**SOURCE EXTRACT:**

----- Original Message -----
From: "Bartsch Axel" <[EMAIL PROTECTED]>

 > The strange thing now is the session never ends? It seems that this
polling keeps the session running: the polling is interpreted as user
action.

The polling *is* a user action. Only in your case the HTTP requests are
being generated by the applets which is no different from a user initiated
request from the Servlet Containers view point.


> Now why does this happen and want could be done to prevent it?

The cookies are being passed back to the container to the container which
then recognizes this request to be part of a session. So the session does
not get timed out. To prevent the same you can turn off the cookies for
session management (if your container supports it) and use URL rewriting for
session management. Another way to do this would be the path to which the
session cookies are returned, but again it is a very container specific
thing.(iPlanet 6.0 app server supports it, Tomcat does not, iPlanet 4.1 web
server does not......)
I am not sure how can one do it with cookies being used for session
management other than to establish raw socket connection for the polling or
wrapping ones own session mgmt aroung the servlet's session API  .

**SUPPLIED MATERIAL:**
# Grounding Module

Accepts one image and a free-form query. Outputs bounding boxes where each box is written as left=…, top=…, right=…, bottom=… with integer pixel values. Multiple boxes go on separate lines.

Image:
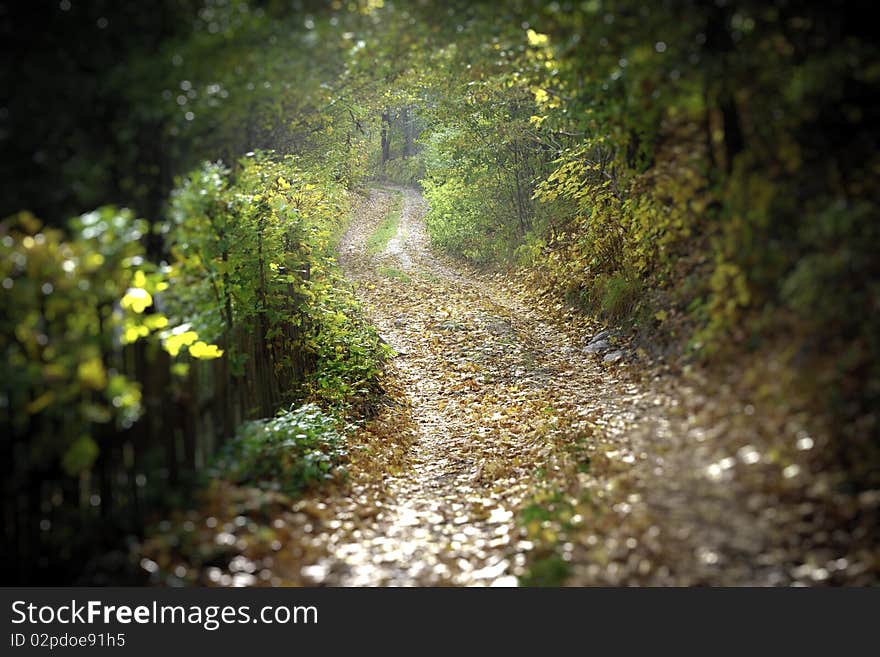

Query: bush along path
left=324, top=188, right=878, bottom=585
left=141, top=187, right=880, bottom=586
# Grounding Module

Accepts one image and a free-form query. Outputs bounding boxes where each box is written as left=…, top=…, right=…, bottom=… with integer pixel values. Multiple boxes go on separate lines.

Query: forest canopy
left=0, top=0, right=880, bottom=579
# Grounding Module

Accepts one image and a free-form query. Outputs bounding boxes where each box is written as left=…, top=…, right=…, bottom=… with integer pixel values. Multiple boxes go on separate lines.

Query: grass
left=367, top=192, right=403, bottom=253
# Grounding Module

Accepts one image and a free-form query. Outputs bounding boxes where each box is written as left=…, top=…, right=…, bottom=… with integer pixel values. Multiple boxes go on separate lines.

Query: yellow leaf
left=162, top=331, right=199, bottom=356
left=119, top=287, right=153, bottom=313
left=189, top=340, right=223, bottom=360
left=526, top=29, right=550, bottom=48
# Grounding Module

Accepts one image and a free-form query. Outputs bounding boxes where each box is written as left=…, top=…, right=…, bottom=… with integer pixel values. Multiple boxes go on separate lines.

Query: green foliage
left=383, top=155, right=425, bottom=187
left=367, top=192, right=403, bottom=253
left=209, top=404, right=346, bottom=495
left=0, top=207, right=156, bottom=468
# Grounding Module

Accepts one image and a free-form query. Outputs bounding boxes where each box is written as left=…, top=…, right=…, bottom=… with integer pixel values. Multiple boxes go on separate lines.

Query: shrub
left=209, top=404, right=346, bottom=495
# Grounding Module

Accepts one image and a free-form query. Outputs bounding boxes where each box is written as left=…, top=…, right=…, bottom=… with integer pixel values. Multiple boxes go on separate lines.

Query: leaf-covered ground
left=142, top=188, right=880, bottom=586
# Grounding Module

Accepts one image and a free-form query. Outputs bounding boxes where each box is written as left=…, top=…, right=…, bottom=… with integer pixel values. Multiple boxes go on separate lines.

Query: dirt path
left=305, top=188, right=877, bottom=585
left=144, top=183, right=880, bottom=586
left=302, top=189, right=599, bottom=585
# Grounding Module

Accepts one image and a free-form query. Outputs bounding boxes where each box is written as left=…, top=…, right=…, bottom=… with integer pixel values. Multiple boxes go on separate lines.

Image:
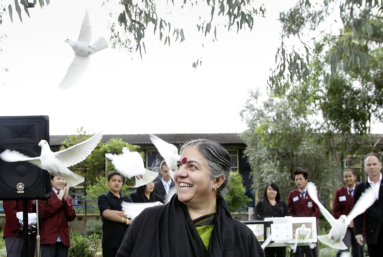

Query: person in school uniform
left=354, top=153, right=383, bottom=257
left=3, top=200, right=36, bottom=257
left=287, top=168, right=319, bottom=257
left=332, top=169, right=363, bottom=257
left=98, top=172, right=132, bottom=257
left=39, top=175, right=76, bottom=257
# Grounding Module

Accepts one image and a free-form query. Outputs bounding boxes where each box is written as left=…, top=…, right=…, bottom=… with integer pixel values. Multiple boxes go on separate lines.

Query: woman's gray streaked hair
left=180, top=139, right=231, bottom=195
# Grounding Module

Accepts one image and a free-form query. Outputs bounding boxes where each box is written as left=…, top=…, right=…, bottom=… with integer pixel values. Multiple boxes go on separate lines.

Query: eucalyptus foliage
left=241, top=92, right=341, bottom=200
left=269, top=0, right=383, bottom=96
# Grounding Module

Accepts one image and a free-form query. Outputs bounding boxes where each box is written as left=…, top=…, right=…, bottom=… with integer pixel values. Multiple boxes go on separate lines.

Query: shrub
left=69, top=231, right=100, bottom=257
left=85, top=219, right=102, bottom=238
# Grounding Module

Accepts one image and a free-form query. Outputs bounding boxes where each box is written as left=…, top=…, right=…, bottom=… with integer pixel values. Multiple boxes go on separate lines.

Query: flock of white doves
left=0, top=132, right=179, bottom=219
left=0, top=11, right=376, bottom=252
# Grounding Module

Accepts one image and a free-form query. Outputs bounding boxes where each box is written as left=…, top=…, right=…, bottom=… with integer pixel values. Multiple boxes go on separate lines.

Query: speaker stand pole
left=23, top=199, right=29, bottom=257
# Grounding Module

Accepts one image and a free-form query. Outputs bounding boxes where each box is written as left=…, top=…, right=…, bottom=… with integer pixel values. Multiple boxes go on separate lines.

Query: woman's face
left=174, top=146, right=216, bottom=205
left=343, top=170, right=356, bottom=186
left=266, top=186, right=278, bottom=200
left=51, top=176, right=65, bottom=191
left=107, top=175, right=122, bottom=193
left=145, top=182, right=154, bottom=194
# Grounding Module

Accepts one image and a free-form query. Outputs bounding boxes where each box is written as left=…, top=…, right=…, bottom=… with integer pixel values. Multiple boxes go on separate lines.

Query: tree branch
left=339, top=34, right=383, bottom=43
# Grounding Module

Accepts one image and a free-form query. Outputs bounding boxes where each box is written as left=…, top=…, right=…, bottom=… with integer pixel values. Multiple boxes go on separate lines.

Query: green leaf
left=15, top=0, right=23, bottom=22
left=8, top=5, right=13, bottom=22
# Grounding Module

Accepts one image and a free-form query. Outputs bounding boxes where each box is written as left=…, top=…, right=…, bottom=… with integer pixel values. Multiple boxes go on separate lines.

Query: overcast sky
left=0, top=0, right=380, bottom=135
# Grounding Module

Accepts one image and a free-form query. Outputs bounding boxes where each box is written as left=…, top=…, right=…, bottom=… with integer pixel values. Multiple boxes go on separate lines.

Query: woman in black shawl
left=255, top=183, right=290, bottom=257
left=117, top=139, right=264, bottom=257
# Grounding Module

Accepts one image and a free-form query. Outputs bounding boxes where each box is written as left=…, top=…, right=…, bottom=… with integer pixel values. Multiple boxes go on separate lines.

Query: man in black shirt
left=98, top=172, right=132, bottom=257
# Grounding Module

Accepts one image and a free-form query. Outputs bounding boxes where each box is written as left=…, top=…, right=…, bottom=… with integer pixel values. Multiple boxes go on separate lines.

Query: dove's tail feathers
left=318, top=234, right=347, bottom=250
left=89, top=37, right=108, bottom=55
left=59, top=54, right=89, bottom=90
left=60, top=172, right=84, bottom=187
left=346, top=187, right=376, bottom=224
left=307, top=182, right=321, bottom=205
left=164, top=187, right=177, bottom=204
left=105, top=153, right=114, bottom=161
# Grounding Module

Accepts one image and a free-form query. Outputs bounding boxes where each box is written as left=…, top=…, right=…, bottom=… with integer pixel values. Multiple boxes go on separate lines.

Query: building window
left=146, top=150, right=163, bottom=171
left=228, top=150, right=239, bottom=172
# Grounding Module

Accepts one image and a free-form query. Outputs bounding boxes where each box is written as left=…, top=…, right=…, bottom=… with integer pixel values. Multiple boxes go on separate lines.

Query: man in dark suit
left=287, top=168, right=319, bottom=257
left=39, top=175, right=76, bottom=257
left=154, top=161, right=175, bottom=198
left=354, top=153, right=383, bottom=257
left=332, top=169, right=363, bottom=257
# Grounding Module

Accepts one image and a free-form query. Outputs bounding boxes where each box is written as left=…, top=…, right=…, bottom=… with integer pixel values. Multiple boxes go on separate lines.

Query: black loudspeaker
left=0, top=116, right=51, bottom=200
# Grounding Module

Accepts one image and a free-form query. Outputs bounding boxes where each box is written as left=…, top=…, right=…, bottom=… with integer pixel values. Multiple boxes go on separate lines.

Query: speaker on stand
left=0, top=116, right=51, bottom=256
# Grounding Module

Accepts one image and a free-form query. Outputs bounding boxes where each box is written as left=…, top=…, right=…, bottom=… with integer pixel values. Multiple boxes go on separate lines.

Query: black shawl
left=117, top=195, right=264, bottom=257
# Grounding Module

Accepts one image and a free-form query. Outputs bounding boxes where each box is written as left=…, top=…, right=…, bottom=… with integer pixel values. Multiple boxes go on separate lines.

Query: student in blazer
left=332, top=169, right=363, bottom=257
left=354, top=153, right=383, bottom=257
left=39, top=175, right=76, bottom=257
left=287, top=168, right=319, bottom=257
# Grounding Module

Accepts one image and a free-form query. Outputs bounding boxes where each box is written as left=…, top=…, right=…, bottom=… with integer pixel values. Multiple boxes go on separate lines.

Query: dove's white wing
left=121, top=202, right=162, bottom=220
left=346, top=187, right=376, bottom=224
left=318, top=235, right=347, bottom=250
left=77, top=10, right=92, bottom=44
left=150, top=135, right=180, bottom=170
left=59, top=54, right=89, bottom=89
left=89, top=37, right=108, bottom=55
left=132, top=169, right=158, bottom=188
left=307, top=182, right=335, bottom=223
left=105, top=150, right=145, bottom=178
left=0, top=149, right=43, bottom=169
left=54, top=131, right=102, bottom=167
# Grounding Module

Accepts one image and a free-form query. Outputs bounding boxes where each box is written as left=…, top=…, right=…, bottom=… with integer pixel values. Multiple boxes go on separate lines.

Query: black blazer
left=354, top=179, right=383, bottom=245
left=129, top=192, right=164, bottom=203
left=154, top=179, right=176, bottom=198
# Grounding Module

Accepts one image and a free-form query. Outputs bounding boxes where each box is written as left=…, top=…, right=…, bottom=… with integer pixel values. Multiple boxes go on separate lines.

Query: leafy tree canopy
left=269, top=0, right=383, bottom=93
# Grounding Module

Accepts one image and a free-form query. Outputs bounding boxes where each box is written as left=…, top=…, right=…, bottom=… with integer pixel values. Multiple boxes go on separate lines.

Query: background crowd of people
left=4, top=143, right=383, bottom=257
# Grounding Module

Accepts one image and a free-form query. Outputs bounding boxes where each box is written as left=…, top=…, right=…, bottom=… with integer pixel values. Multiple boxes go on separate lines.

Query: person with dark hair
left=3, top=200, right=36, bottom=257
left=354, top=153, right=383, bottom=257
left=255, top=183, right=290, bottom=257
left=332, top=169, right=363, bottom=257
left=129, top=181, right=164, bottom=203
left=39, top=175, right=76, bottom=257
left=154, top=161, right=175, bottom=198
left=98, top=172, right=132, bottom=257
left=117, top=139, right=264, bottom=257
left=287, top=167, right=319, bottom=257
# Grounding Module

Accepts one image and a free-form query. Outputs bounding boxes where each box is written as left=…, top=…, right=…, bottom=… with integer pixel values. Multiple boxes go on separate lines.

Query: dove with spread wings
left=105, top=147, right=146, bottom=178
left=307, top=182, right=376, bottom=250
left=59, top=10, right=108, bottom=89
left=0, top=132, right=102, bottom=187
left=150, top=135, right=180, bottom=180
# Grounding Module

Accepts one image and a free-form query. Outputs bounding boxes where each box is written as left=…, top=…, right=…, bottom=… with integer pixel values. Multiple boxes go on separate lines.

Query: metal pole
left=36, top=200, right=40, bottom=257
left=23, top=199, right=29, bottom=257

**EXERCISES TO COMPLETE:**
1. Transcribe the servlet session reply, starting at "The polling *is*" and ending at "to prevent it?".
2. Name every server or container product that the servlet session reply mentions by name.
3. According to the servlet session reply, what can be used for session management once cookies are turned off?
The listing was drawn from a separate source.

**ANSWERS:**
1.
The polling *is* a user action. Only in your case the HTTP requests are
being generated by the applets which is no different from a user initiated
request from the Servlet Containers view point.


> Now why does this happen and want could be done to prevent it?

2. iPlanet 6.0 app server, Tomcat, iPlanet 4.1 web server

3. URL rewriting.